Advertisement

The State Of Gay Television, From The Writer Of ‘Cucumber’ And ‘Banana’

Cucumber. CREDIT: LOGO TV
Cucumber. CREDIT: LOGO TV

Two new gay-focused television shows from creator Russell T. Davies, Cucumber and Banana, will premiere Monday night on LOGO TV. The two shows originally aired on Britain’s Channel 4 earlier this year, alongside a web series called Tofu. All three take their names from the Erection Hardness Scale developed based on research on erectile dysfunction.

Cucumber is an hour-long serialized dark comedy — or perhaps whimsical drama is more accurate — that features a middle-aged gay man, Henry, who hits a significant bump in his nine-year relationship that forces him to confront some issues he still has with his identity. He connects with a group of young LGBT people, whose own stories are further explored in non-serial vignettes on the half-hour Banana. Tofu, though not airing in the U.S., offers short real-world conversations about the culture of sex, featuring actors from the series as well as other members of Britain’s LGBT community.

Davies is perhaps now best known in the U.S. for devising the 2005 reboot of Doctor Who and its spin-off, Torchwood, but he is also responsible for the original Queer As Folk that aired in Britain before being adapted into the U.S. version. He spoke with ThinkProgress Thursday about the current state of gay television, how attitudes about sex are changing, the visibility of intersecting identities, and his next big project.

I want to start by asking you about a different show, HBO’s Looking, which was just canceled here in the states. Many said it was boring or unrepresentative of the experiences of gay men. How would you describe the current state of gay television?

Advertisement

I loved Looking… It was a subtle piece of work, and I think, frankly, now that it’s over I can just be blunt and say that it went over people’s heads. And if you didn’t get it, you’re a bit dumb. Because it was really subtle, really beautiful, really cleverly written, and seriously, I would suggest that if you didn’t get it, take a deep breath, go back and watch it again. You know, if you’re looking for cliffhangers and great big chase scenes and explosions, you’re not going to get it. It’s a story in which if someone chooses to have mac & cheese instead of a salad, they’ve just made a very big decision in their lives. I thought it was brave and beautiful and wonderful and beautifully acted and written and I’m so glad they’re going to close it up with a movie. Anything that gives us an Andrew Haigh movie is brilliant. So I hope it’s well remembered, and it is relevant, because it’s well-remembered by me, and that’s all I care about.

I kind of think we seem to always be on an upward path. It might be a slow upward path, but there are people doing brilliant work. I spent last night catching up with How To Get Away With Murder from the Shonda Rhimes stable, which has a fantastic gay man in it who’s so beautiful. Please will he go out with me!? I love that character. He’s cheeky and selfish and venile and a murderer as well. I just love it; I think it’s a gorgeous piece of work. And you know, to see that on a major network is slowly but surely, step-by-step, a major breakthrough. I love it. There will always be stuff that will disappoint us; there will always be stuff that makes us roll our eyes. But that’s exactly the same with straight people! Straight people are completely used to watching dramas and going, “Oh, that’s rubbish.” So there will always be moments of that, and actually, we’ll always keep moving onward.

There are so many gay writers out there — so many gay men and gay women typing away at their keyboards right now. They’re demanding to be heard and… the thing about the world these days — this digital, multi-platform world — is that they will get heard. Everyone is finding their own platform. If they can’t see it on the networks, they make their own up, and that’s brilliant. Good day, Zack! Exciting day!

++++++

What is expected » Print the stretch of the interview on gay television from "Davies is perhaps" through "of gay television?", word for word.

++++++

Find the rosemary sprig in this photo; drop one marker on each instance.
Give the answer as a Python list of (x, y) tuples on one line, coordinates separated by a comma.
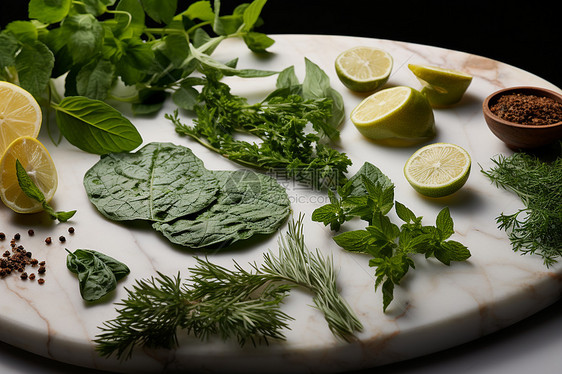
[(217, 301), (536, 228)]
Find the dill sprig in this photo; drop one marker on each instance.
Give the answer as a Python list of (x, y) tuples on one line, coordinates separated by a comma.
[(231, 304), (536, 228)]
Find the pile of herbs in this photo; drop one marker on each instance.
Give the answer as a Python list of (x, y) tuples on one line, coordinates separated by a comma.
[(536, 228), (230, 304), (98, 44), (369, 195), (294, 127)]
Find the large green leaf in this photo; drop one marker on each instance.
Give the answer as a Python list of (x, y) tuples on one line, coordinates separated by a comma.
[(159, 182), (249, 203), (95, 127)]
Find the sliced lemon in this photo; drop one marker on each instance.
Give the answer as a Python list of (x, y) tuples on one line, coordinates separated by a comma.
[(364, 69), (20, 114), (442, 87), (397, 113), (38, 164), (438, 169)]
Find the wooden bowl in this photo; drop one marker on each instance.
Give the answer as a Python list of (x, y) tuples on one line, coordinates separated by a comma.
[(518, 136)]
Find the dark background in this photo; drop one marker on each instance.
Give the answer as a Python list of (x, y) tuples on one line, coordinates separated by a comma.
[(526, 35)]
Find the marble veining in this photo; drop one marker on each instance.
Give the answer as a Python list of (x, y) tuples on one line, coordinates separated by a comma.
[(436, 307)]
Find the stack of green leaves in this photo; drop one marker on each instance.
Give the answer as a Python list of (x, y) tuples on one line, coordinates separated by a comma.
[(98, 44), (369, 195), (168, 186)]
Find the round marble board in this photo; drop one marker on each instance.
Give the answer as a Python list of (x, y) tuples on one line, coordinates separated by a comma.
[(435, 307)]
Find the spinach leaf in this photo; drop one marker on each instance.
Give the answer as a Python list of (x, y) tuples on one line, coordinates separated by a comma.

++++++

Solution to the problem »
Davies is perhaps now best known in the U.S. for devising the 2005 reboot of Doctor Who and its spin-off, Torchwood, but he is also responsible for the original Queer As Folk that aired in Britain before being adapted into the U.S. version. He spoke with ThinkProgress Thursday about the current state of gay television, how attitudes about sex are changing, the visibility of intersecting identities, and his next big project.

I want to start by asking you about a different show, HBO’s Looking, which was just canceled here in the states. Many said it was boring or unrepresentative of the experiences of gay men. How would you describe the current state of gay television?